**WRITTEN REQUEST**
Can you reproduce the lines starting at the one containing "the low stone" and ending at the last line, with both of those lines included? Keep the request lines unchanged, and increase every answer coordinate by 81.

**Excerpt from a dataset**
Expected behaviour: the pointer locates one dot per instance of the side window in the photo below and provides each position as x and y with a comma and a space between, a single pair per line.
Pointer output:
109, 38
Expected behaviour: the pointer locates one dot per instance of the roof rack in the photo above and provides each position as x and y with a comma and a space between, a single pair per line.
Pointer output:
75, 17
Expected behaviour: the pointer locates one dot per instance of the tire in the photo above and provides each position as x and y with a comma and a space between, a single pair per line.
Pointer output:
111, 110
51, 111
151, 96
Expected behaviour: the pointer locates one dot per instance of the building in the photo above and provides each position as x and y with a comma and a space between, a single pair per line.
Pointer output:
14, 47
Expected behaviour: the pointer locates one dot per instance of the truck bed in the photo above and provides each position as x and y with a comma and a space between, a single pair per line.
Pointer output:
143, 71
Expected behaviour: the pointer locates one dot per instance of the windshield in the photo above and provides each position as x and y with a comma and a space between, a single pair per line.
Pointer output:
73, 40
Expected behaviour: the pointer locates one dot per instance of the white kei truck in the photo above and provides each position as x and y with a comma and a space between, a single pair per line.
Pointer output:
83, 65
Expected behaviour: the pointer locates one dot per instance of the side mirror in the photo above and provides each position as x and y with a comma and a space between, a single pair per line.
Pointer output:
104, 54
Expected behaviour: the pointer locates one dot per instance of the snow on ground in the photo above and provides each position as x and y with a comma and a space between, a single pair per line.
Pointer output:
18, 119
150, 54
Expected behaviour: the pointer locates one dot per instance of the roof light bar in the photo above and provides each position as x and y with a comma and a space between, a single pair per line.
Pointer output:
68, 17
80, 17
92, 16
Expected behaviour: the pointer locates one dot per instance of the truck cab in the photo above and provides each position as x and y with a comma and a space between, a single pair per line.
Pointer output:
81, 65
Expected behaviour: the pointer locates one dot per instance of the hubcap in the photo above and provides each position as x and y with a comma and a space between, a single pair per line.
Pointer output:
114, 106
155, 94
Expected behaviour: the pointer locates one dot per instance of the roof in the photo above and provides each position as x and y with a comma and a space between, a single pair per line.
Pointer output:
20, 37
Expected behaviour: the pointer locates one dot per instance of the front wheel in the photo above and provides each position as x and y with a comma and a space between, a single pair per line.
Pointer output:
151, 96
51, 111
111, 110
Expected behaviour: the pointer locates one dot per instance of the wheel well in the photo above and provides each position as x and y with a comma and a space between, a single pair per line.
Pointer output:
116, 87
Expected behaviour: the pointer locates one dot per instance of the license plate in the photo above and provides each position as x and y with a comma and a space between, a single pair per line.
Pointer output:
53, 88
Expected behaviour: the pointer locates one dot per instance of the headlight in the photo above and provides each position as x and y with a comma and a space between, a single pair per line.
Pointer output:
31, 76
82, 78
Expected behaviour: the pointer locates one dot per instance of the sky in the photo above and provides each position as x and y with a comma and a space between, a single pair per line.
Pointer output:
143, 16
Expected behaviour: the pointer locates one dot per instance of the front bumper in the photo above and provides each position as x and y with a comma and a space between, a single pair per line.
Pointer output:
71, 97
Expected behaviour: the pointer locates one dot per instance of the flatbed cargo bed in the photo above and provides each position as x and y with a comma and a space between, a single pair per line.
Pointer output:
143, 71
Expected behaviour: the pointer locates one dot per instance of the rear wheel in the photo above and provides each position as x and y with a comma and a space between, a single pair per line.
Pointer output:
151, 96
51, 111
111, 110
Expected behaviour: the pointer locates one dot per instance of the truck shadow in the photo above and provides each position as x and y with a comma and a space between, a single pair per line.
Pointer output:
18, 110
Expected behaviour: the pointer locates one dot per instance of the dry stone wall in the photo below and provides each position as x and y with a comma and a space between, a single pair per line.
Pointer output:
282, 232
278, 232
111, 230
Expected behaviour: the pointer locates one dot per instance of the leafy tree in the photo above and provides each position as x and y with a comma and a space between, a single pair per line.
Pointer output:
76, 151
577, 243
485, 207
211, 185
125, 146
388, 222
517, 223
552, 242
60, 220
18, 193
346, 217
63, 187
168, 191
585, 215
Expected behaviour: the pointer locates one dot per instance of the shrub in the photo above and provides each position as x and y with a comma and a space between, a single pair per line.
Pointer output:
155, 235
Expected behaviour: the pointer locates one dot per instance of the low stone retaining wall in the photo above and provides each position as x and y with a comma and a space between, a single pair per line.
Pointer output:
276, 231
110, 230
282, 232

**ANSWER BELOW**
Expected behaviour: the pointer locates one dot per instance of the low stone retaining wall in the photo above and provides each position as x and y with a comma and a space between, a single pair per line.
Pointer output:
357, 312
191, 311
363, 313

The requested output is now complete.